- Created by: Zee TV, Gajendra Singh
- Presented by: Aditya Narayan Ravi Dubey Manish Paul
- Opening theme: "Sa Re Ga Ma Pa L'il Champs"
- Country of origin: India
- Original language: Hindi
- No. of seasons: 9

Production
- Running time: 45 minutes

Original release
- Network: Zee TV
- Release: 8 July 2006

Related
- Sa Re Ga Ma Pa

= Sa Re Ga Ma Pa L'il Champs =

Indian reality television singing competition

Sa Re Ga Ma Pa L'il Champs, is a sub-series of Sa Re Ga Ma Pa, it is a singing competition television series, which airs on Zee TV. Young children participate in this show and are judged on the basis of their voice quality, singing talent and versatility in their performance.

§ Problems to work on:
**A.** On what bases does the Sa Re Ga Ma Pa L'il Champs page say the young participants are judged? Give all of them.
**B.** Which lines of the records below contain the string "wheel"? List each one in full, treating uppercase and lowercase as different.

(Point annotation records)
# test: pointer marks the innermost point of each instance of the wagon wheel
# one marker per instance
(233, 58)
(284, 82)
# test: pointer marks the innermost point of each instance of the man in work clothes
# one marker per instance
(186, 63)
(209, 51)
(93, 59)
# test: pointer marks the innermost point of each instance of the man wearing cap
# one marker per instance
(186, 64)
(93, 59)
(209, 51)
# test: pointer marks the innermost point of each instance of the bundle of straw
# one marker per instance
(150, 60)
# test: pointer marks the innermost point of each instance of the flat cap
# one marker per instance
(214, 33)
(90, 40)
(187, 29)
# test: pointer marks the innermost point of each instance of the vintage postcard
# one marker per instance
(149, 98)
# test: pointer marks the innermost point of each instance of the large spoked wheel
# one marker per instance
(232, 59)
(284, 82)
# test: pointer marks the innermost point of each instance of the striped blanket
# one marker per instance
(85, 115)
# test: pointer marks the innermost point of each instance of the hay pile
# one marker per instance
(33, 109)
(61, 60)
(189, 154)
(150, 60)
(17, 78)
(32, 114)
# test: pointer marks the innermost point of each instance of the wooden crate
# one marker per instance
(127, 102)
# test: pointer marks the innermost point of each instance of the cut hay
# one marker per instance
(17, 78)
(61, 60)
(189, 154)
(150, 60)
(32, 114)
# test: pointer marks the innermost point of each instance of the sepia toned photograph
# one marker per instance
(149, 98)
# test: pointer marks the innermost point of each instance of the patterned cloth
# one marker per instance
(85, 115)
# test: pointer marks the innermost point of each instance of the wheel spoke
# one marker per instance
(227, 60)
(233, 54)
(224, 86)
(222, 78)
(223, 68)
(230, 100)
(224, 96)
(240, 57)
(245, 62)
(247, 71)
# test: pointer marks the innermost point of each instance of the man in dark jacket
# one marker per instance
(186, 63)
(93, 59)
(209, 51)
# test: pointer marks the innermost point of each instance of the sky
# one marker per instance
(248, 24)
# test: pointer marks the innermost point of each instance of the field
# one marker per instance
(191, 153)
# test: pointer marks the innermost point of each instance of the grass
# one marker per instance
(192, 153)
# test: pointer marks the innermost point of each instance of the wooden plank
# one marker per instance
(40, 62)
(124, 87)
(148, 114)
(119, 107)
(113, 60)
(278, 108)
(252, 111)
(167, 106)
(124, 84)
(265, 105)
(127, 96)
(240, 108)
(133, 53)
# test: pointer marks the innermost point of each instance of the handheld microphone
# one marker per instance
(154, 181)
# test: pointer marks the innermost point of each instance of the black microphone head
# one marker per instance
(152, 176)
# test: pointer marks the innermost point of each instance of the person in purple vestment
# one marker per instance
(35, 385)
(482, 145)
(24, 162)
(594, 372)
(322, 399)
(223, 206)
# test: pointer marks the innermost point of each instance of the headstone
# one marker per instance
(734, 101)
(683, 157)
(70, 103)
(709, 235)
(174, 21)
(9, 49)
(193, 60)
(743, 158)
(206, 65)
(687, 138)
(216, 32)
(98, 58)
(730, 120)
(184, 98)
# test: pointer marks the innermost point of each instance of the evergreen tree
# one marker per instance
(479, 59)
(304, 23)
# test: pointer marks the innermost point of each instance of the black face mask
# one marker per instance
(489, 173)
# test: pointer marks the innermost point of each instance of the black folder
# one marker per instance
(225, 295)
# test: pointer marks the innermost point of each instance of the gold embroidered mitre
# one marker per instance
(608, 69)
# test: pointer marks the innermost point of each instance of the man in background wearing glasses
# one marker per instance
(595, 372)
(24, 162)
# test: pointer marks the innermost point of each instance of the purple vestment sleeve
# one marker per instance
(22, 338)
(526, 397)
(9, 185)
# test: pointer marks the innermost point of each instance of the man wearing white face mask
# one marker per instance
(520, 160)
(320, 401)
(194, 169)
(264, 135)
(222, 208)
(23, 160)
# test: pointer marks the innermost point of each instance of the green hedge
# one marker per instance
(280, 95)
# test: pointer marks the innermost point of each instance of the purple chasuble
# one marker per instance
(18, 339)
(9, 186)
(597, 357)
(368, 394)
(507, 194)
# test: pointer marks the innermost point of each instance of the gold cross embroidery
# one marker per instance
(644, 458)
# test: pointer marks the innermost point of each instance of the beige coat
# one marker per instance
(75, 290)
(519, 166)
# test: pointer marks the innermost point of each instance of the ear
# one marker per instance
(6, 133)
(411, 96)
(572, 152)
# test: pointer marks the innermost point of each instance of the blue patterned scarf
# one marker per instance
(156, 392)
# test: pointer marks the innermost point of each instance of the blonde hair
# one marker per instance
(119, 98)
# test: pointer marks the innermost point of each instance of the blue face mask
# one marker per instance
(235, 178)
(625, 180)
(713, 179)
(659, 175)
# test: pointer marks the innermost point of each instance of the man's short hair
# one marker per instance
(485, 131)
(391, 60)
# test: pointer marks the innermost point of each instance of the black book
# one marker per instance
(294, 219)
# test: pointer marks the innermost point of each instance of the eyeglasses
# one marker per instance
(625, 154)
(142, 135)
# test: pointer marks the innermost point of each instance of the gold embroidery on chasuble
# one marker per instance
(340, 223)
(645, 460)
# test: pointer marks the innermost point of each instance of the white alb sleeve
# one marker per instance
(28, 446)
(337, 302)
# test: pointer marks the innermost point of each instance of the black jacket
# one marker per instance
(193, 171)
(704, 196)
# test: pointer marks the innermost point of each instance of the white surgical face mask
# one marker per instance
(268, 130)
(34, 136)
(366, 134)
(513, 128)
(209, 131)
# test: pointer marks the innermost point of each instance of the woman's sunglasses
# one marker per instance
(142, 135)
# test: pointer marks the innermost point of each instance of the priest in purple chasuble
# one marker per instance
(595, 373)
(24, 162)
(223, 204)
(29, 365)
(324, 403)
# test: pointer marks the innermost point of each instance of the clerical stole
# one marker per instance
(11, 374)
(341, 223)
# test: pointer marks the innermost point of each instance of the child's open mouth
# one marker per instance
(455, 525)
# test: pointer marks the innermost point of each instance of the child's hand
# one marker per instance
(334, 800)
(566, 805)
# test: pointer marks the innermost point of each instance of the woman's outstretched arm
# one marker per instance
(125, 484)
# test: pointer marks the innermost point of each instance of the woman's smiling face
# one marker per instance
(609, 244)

§ Set of answers:
**A.** Voice quality, singing talent, and versatility in their performance.

**B.**
# test: pointer marks the innermost point of each instance of the wagon wheel
# test: pointer marks the innermost point of each instance of the large spoked wheel
# test: pointer marks the innermost point of each instance of the wheel spoke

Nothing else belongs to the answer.